> **GIVEN REQUEST A**
Retype the records exactly, starting with the line that contains "Target: aquatic vegetation" and going on through the end of the records.

[Begin SUPPLIED TEXT]

The rivers failed to carry all the sewage of the growing metropolis. The resulting health crisis led to the creation of the London sewerage system (designed by Joseph Bazalgette) in the late nineteenth century. It was one of the world's first modern sewer systems and is still in use today, having been designed to account for the city's continued growth.

The Thames Water Ring Main is a notable large-scale water supply infrastructure, comprising 80 kilometres of wide-bore water-carrying tunnels.

The Thames Tideway Tunnel, which became fully operational in 2025, is a deep tunnel 25 km long, running mostly under the tidal section of the River Thames through central London to capture, store and convey almost all the raw sewage and rainwater that would otherwise overflow into the river.

==Transport==
The London Underground was the world's first underground railway and one of its most extensive. Its construction began in 1860 with the 3.7 mi Metropolitan Railway from Farringdon to Paddington. It opened in 1863, after much disruption from the use of "cut-and-cover" techniques that involved digging large trenches along the course of existing roads, and then constructing a roof over the excavation to reinstate the road surface.

Tube railways, which caused less disruption because they were constructed by boring a tunnel, arrived in 1890, with the opening of the City and South London Railway, a 3.5 mi line from Stockwell to King William Street. It was planned as a cable-hauled railway, but the advent of electric traction resulted in a simpler solution, and the change was made before the cable system was built. It became the world's first electric tube railway. Although the system includes 249 mi of track, only about 45 percent is actually below ground.

Kingsway has an almost intact underground passageway for trams, which is occasionally open to the public.

Tunnels underneath the River Thames range from foot-tunnels to road tunnels and the tunnels of the Underground. The first of these, the Thames Tunnel, designed by Marc Isambard Brunel, was the first tunnel known to cross under a navigable river. It ran for 1200 yd from Rotherhithe to Wapping, and opened in 1843. It was used as a pedestrian subway, as the company did not have enough money or finance to build the intended access ramps for horse-drawn traffic. These tunnels were later used by the East London branch of the Metropolitan Railway from Shoreditch to New Cross. It was refurbished in 2011 and became part of the London Overground network.

[End SUPPLIED TEXT]
[Begin THE INPUT]

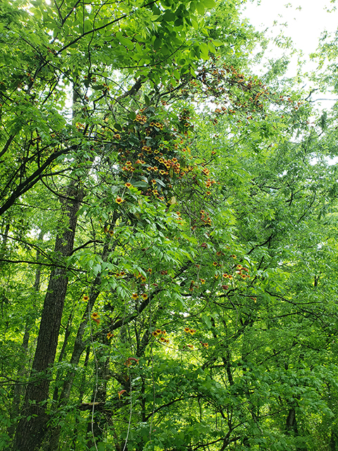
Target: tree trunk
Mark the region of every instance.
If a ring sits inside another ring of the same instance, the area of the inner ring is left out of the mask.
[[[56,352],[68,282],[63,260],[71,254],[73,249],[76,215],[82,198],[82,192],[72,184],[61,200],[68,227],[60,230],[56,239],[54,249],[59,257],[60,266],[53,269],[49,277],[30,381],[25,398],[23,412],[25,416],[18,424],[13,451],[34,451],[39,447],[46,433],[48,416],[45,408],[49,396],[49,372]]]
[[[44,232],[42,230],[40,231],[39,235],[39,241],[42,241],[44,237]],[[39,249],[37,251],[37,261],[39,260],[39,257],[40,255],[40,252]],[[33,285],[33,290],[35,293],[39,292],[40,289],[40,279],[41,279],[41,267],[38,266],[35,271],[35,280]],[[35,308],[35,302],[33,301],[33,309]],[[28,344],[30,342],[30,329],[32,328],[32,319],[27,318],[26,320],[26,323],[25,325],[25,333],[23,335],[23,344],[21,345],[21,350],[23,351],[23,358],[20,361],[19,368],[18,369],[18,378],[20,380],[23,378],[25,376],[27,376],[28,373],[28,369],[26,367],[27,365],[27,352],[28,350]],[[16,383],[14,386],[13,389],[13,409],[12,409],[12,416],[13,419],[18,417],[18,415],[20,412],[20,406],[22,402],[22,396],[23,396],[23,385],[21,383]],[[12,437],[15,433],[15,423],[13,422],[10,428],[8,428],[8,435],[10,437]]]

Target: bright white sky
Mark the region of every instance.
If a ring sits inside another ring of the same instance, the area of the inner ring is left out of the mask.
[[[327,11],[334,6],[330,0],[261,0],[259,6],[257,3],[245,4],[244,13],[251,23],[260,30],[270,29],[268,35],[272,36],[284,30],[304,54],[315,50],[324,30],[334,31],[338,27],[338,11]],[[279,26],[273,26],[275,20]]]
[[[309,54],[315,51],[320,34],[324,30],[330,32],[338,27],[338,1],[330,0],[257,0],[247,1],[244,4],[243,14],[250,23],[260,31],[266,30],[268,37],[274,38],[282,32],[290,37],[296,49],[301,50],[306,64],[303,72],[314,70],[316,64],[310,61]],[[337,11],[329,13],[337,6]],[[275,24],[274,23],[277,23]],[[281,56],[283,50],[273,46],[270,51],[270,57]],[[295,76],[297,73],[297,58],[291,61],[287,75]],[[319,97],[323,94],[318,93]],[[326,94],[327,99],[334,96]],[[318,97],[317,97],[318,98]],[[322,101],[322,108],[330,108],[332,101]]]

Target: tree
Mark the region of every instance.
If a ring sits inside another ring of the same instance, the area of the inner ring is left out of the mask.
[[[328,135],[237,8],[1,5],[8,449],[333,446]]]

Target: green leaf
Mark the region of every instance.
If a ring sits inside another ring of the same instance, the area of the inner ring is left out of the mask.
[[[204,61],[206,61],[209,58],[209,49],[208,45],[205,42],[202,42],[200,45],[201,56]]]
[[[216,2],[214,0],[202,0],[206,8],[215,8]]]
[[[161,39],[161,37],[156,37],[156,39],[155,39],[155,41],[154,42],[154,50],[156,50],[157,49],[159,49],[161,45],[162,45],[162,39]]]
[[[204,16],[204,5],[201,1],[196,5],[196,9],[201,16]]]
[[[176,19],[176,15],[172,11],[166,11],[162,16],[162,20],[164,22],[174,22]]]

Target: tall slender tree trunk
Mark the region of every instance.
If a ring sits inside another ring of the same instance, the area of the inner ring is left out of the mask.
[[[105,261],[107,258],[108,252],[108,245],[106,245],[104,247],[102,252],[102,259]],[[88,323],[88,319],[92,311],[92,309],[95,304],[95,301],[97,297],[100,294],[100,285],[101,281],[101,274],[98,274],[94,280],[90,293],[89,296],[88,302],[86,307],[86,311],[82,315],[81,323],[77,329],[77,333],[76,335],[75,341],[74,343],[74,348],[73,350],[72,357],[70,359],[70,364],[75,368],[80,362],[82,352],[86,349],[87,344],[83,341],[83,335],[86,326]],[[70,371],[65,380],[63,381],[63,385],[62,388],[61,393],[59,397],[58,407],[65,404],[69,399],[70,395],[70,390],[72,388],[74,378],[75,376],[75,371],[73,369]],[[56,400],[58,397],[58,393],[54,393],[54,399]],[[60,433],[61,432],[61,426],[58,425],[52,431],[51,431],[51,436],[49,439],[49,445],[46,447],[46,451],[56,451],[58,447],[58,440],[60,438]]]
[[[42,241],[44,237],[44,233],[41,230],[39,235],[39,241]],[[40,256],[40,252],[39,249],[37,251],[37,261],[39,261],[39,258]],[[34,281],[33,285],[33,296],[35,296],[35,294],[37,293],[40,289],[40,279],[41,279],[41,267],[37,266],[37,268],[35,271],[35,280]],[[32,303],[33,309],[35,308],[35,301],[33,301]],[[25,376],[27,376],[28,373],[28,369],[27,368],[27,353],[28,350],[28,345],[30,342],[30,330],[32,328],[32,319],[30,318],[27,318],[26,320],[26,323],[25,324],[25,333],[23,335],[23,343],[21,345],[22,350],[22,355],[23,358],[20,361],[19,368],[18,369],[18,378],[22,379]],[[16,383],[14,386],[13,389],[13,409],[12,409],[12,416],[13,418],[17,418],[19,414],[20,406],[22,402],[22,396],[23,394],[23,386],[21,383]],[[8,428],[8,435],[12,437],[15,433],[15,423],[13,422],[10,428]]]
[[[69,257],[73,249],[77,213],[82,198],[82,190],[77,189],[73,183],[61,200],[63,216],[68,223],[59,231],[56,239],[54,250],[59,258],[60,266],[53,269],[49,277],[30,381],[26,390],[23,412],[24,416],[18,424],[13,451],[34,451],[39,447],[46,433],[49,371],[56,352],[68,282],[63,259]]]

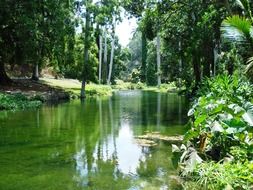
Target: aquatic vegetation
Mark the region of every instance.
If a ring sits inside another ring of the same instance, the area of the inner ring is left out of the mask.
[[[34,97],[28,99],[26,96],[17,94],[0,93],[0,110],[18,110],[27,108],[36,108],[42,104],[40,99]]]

[End THE INPUT]

> **GIVEN REQUEST B**
List every four-digit year that appears in the London infrastructure text.

> **COMPLETE RESPONSE A**
Target: aquatic vegetation
Mark the region of every instance.
If a ring sits inside another ring of the same instance, the area of the inner ring is left out of the mask.
[[[34,97],[28,99],[26,96],[17,94],[0,93],[0,110],[18,110],[27,108],[36,108],[42,104],[40,99]]]

> **COMPLETE RESPONSE B**
2025, 1860, 1863, 1890, 1843, 2011